## ITEMS:
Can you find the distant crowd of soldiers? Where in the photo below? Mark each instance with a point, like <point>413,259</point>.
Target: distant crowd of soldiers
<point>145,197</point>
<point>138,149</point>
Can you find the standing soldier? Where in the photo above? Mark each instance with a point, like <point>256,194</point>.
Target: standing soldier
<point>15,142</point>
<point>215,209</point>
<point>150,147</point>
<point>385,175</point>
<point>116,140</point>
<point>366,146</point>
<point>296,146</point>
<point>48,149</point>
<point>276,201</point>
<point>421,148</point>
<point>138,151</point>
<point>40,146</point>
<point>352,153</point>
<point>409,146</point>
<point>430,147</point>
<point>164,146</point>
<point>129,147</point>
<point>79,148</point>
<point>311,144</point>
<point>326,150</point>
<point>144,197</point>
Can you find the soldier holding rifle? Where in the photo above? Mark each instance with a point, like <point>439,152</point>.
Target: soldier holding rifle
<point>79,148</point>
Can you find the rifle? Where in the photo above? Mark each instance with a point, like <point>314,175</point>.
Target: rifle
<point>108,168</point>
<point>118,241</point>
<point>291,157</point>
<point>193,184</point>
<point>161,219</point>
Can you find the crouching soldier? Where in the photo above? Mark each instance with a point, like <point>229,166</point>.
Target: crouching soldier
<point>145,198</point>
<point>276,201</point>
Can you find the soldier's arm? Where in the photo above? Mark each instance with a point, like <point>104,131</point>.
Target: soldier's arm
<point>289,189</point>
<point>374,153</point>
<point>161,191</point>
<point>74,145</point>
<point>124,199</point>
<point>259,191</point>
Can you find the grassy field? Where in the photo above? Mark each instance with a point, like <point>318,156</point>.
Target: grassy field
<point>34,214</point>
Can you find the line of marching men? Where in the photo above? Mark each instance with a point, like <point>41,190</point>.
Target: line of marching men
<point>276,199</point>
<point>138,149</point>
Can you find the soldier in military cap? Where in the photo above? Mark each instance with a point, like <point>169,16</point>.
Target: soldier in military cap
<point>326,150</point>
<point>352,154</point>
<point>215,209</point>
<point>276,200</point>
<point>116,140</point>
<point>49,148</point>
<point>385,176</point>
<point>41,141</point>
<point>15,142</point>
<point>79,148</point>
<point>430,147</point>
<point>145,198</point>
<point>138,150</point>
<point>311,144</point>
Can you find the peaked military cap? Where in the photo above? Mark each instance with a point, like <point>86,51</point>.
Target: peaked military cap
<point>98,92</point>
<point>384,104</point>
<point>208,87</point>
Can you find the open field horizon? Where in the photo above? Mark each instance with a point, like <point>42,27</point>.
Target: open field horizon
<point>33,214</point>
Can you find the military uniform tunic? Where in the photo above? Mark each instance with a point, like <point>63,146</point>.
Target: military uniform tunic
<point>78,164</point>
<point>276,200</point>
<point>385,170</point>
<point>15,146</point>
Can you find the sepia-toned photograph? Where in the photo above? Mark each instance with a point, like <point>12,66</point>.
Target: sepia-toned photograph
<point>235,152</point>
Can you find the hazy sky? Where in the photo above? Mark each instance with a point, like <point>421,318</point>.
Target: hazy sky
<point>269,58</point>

## YOUR TASK:
Output every entry above again, word for word and in the same order.

## FULL SOLUTION:
Can you find the distant crowd of soldiers? Where in the photo below? Mark each instance with a point, like <point>413,259</point>.
Target: distant crowd of soldiers
<point>145,197</point>
<point>138,149</point>
Can you find the standing soldier? Where in the photo above? Mark each instance with a point, like <point>256,194</point>.
Target: standing soldier
<point>15,142</point>
<point>215,209</point>
<point>150,147</point>
<point>385,175</point>
<point>116,140</point>
<point>366,146</point>
<point>296,146</point>
<point>48,149</point>
<point>276,201</point>
<point>421,148</point>
<point>138,151</point>
<point>40,146</point>
<point>352,153</point>
<point>409,146</point>
<point>430,147</point>
<point>164,146</point>
<point>129,147</point>
<point>79,148</point>
<point>311,144</point>
<point>326,150</point>
<point>144,197</point>
Can you find the soldier holding rifle? Where in the photo above? Mark each instance with a point, like <point>439,152</point>.
Target: soldier holding rifle
<point>79,148</point>
Can you find the rifle? Where in the photo above? Mark each instance with a point, like <point>314,175</point>.
Target: rifle
<point>108,168</point>
<point>118,241</point>
<point>291,157</point>
<point>193,184</point>
<point>161,219</point>
Can you find the crouching soldier? Where in the photo above? Mark each instance with a point, like <point>229,166</point>.
Target: crouching soldier
<point>145,198</point>
<point>276,201</point>
Can you find the soldier's arm? Where in the photo above? Mark each instance with a point, like <point>104,131</point>.
Target: soldier's arm
<point>289,189</point>
<point>374,153</point>
<point>161,191</point>
<point>74,145</point>
<point>124,199</point>
<point>259,191</point>
Can you find the grassy field? Where in the photo above? Mark each instance with a point, like <point>318,156</point>.
Target: grassy field
<point>34,214</point>
Can you find the line of marching men? Where in the photo above? Mark each instance with a point, like <point>41,190</point>.
Target: line of marching men
<point>276,199</point>
<point>138,149</point>
Can you find the soldier in military cap? Where in the photo above? Mark each instance with a point, like <point>169,16</point>.
Target: soldier in military cap
<point>326,150</point>
<point>352,154</point>
<point>215,209</point>
<point>276,200</point>
<point>116,140</point>
<point>49,148</point>
<point>385,176</point>
<point>41,141</point>
<point>15,142</point>
<point>79,148</point>
<point>430,147</point>
<point>145,198</point>
<point>138,150</point>
<point>311,144</point>
Can you find the peaked military cap? Where in the photo above? Mark each instance with a point, like <point>86,51</point>.
Target: peaked military cap
<point>98,92</point>
<point>384,104</point>
<point>208,87</point>
Can you find the open field horizon? Where in the photo above? Mark each instance with a point, like <point>42,27</point>.
Target: open field horizon
<point>33,214</point>
Can you find the military uniform tunic? Where in the photo above? Mark each instance with a point, like <point>63,146</point>.
Target: military uniform tunic
<point>78,164</point>
<point>276,200</point>
<point>385,170</point>
<point>15,146</point>
Can you find the sepia-toned photograph? Where in the photo above? Mark each instance with a point, like <point>12,66</point>.
Target: sepia-toned photograph
<point>235,152</point>
Can you find the hazy sky? Where in the photo above? Mark each instance with a point, like <point>421,318</point>.
Target: hazy sky
<point>269,58</point>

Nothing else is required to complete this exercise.